TASK TO COMPLETE –
Produce a verbatim transcription of the records below, beginning at the line containing "In this photo, each instance of the rock face" and ending at the final line; include only those lines.

RECORDED DATA –
········
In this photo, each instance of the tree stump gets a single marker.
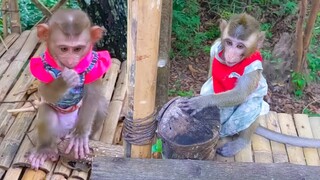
(185, 136)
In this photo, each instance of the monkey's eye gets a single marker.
(240, 46)
(77, 49)
(64, 49)
(228, 42)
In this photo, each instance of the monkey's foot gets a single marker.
(79, 145)
(37, 157)
(76, 164)
(232, 148)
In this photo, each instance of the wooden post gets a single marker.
(143, 44)
(15, 24)
(164, 49)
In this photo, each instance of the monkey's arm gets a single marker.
(245, 86)
(53, 91)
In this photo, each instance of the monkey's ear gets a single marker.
(96, 33)
(43, 31)
(223, 25)
(260, 40)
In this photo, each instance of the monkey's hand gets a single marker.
(80, 145)
(70, 76)
(37, 157)
(193, 105)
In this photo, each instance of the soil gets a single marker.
(190, 73)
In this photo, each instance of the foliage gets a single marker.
(174, 92)
(299, 82)
(188, 38)
(30, 14)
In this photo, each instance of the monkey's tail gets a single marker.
(286, 139)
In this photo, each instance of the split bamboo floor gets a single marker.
(17, 84)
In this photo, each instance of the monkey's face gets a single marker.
(69, 50)
(234, 51)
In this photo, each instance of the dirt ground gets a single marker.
(190, 73)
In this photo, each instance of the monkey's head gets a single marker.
(69, 36)
(240, 37)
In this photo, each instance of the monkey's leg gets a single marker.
(235, 146)
(46, 143)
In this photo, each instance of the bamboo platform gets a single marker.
(17, 84)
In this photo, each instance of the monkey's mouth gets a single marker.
(230, 64)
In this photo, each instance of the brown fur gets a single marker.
(93, 109)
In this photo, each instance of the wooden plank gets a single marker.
(15, 94)
(13, 174)
(62, 170)
(2, 172)
(295, 154)
(125, 168)
(108, 83)
(245, 155)
(279, 151)
(118, 134)
(220, 158)
(143, 45)
(79, 175)
(110, 125)
(9, 40)
(261, 146)
(14, 137)
(13, 70)
(315, 126)
(8, 57)
(304, 130)
(115, 107)
(57, 177)
(26, 146)
(34, 175)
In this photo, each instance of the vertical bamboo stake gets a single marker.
(15, 24)
(164, 49)
(299, 33)
(308, 30)
(5, 17)
(143, 44)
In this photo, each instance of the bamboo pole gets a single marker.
(143, 44)
(4, 9)
(315, 7)
(15, 24)
(164, 49)
(299, 33)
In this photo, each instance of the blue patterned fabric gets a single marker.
(74, 95)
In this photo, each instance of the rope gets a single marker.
(140, 131)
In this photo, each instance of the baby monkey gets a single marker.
(72, 99)
(237, 86)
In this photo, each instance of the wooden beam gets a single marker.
(143, 44)
(196, 169)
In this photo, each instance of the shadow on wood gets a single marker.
(124, 168)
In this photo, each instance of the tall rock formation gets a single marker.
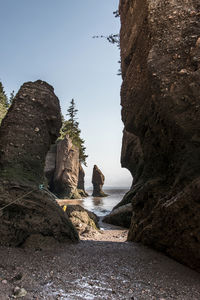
(98, 181)
(160, 96)
(62, 169)
(31, 125)
(81, 182)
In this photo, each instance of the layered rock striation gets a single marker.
(160, 61)
(64, 173)
(31, 125)
(98, 181)
(81, 182)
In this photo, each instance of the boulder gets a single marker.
(84, 220)
(31, 125)
(120, 216)
(98, 182)
(62, 169)
(160, 61)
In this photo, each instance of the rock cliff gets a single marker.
(31, 125)
(160, 61)
(98, 182)
(62, 169)
(81, 182)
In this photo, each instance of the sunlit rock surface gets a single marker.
(31, 125)
(160, 96)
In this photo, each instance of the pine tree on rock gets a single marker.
(71, 128)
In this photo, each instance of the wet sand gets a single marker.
(100, 266)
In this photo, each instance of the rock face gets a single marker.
(84, 220)
(81, 182)
(62, 169)
(160, 60)
(31, 125)
(120, 216)
(98, 182)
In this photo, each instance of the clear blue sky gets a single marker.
(52, 40)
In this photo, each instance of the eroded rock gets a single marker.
(84, 220)
(81, 182)
(98, 181)
(161, 114)
(62, 169)
(31, 125)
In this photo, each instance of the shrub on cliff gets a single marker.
(4, 102)
(71, 128)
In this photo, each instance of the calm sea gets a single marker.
(102, 206)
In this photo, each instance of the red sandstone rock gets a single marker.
(160, 98)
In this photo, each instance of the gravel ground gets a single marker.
(101, 266)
········
EXERCISE RESPONSE –
In this photo, each instance of the rock face gets a single marker.
(84, 220)
(81, 182)
(62, 169)
(160, 60)
(31, 125)
(120, 216)
(98, 182)
In this photo, each instance of the clear blue sky gets a single marker.
(52, 40)
In this photo, each instance of the eroded rock gets a single marker.
(84, 220)
(81, 182)
(98, 181)
(161, 114)
(62, 169)
(31, 125)
In this photo, each instance of the shrub on cliff gets a single marker.
(4, 102)
(71, 128)
In this photo, each instance of the calm sea gets a single marker.
(102, 206)
In this photo, each instance of the red sandstone rock gets a single marker.
(160, 98)
In this photo, each instance of the gravel ground gets a single marker.
(101, 266)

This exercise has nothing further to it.